Pulau-pulau di gugusan Provinsi Maluku Utara adalah sumber cengkeh dunia yang melegenda. Pedagang India, Arab, Tiongkok dan Jawa sering berkunjung ke Ternate, Tidore, dan Banda yang menjadi sumber rempah-rempah dunia. Mereka pulang membawa komoditi berharga itu ke negara asal untuk dijual dengan harga tinggi. Cengkeh, bersama-sama dengan pala dan fuli itu begitu berharga sebanding dengan emas kerena digunakan sebagai bumbu makanan dan untuk mengawetkan makanan atau sebagai bahan obat-obatan. Setelah Perang Salib, rute perdagangan ke Timur ditutup Kesultanan Otoman bagi pedagang Eropa sehingga Portugis, Spanyol, Inggris, dan Belanda bertekad untuk menemukan sendiri kepulauan yang menjadi sumber rempah-rempah itu.

Vasco da Gama adalah orang pertama yang berlayar ke Tanjung Harapan di Afrika untuk mencapai India. Kemudian, dari India, Portugis akhirnya menemukan rute ke Maluku pada tahun 1521, dan tiba di kepulauan rempah-rempah dimaksud, yaitu: Ternate, Tidore, dan Banda. Untuk sampai di sana, pelaut Portugis berlayar sejauh 14.000 kilometer – hampir 9.000 mil – menyebrangi laut yang belum terpetakan, menghadapi badai, ombak tinggi dan angin muson tropis. Saat kedatangan pedagang Eropa itu, sudah ada kesultanan yang berkembang di Ternate dan Tidore sehingga persaingan perdangan dan upaya monopoli pun terjadi. Pedagang Spanyol, Belanda dan Inggris pun tergiur membentuk armada perang untuk memonopoli perdagangan rempah-rempah hingga akhirnya dimenangkan oleh Belanda.

********

§ **Soal Latihan**:
Kembalikan bagian teks tentang rempah-rempah Maluku mulai dari "Vasco da Gama" sampai "dimenangkan oleh Belanda." tanpa mengubah satu kata pun. Entri yang disertakan tidak diperlukan.

********

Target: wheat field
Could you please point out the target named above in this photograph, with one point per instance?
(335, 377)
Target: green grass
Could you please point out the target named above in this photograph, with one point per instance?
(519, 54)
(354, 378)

********

§ **Jawaban**:
Vasco da Gama adalah orang pertama yang berlayar ke Tanjung Harapan di Afrika untuk mencapai India. Kemudian, dari India, Portugis akhirnya menemukan rute ke Maluku pada tahun 1521, dan tiba di kepulauan rempah-rempah dimaksud, yaitu: Ternate, Tidore, dan Banda. Untuk sampai di sana, pelaut Portugis berlayar sejauh 14.000 kilometer – hampir 9.000 mil – menyebrangi laut yang belum terpetakan, menghadapi badai, ombak tinggi dan angin muson tropis. Saat kedatangan pedagang Eropa itu, sudah ada kesultanan yang berkembang di Ternate dan Tidore sehingga persaingan perdangan dan upaya monopoli pun terjadi. Pedagang Spanyol, Belanda dan Inggris pun tergiur membentuk armada perang untuk memonopoli perdagangan rempah-rempah hingga akhirnya dimenangkan oleh Belanda.